▶ **Written task**: Copy the following entries word for word, leaving out the pictures.

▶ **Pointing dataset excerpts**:
__________________________________________________
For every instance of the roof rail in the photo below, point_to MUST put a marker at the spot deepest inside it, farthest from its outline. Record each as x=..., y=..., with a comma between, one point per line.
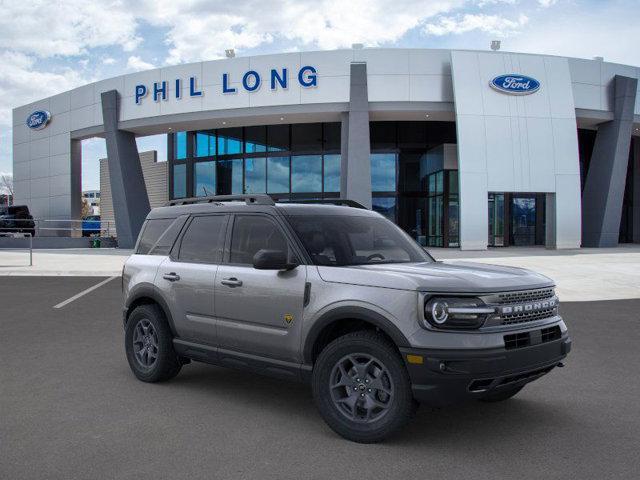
x=259, y=199
x=329, y=201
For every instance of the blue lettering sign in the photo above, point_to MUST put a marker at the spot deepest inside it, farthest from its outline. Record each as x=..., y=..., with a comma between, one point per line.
x=251, y=86
x=38, y=119
x=157, y=90
x=225, y=84
x=141, y=92
x=515, y=84
x=310, y=80
x=275, y=77
x=192, y=88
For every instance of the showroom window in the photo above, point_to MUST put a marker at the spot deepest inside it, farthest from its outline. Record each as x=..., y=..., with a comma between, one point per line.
x=286, y=161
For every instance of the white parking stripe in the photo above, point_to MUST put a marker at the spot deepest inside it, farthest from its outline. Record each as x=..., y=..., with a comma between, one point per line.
x=84, y=292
__________________________________________________
▶ **Right answer**:
For every instance of the roof rail in the photo below, point_to MUST put a marker at the spot deepest inside it, farthest from its outline. Record each as x=..., y=..., with a comma between, one point per line.
x=259, y=199
x=329, y=201
For every instance of the blue lettering sign in the photo above, point_to MUST put a marker at the spot deepest inside it, farthest from its outline. Record each as x=..., y=..., with a comma between, one point per line.
x=251, y=86
x=38, y=119
x=157, y=90
x=225, y=84
x=141, y=92
x=515, y=84
x=310, y=80
x=275, y=77
x=192, y=88
For every instance of the showroom window in the photo above, point_to MUST put a marker at the spot deepest inside it, farthest from its outline. Record each as x=..., y=..., with a comma between, one point per line.
x=286, y=161
For every instance of the white parking stripe in the photo above, point_to MUST put a marker at the spot deepest inside it, farthest from its outline. Record each as x=..., y=..., with a comma between, one point per line.
x=84, y=292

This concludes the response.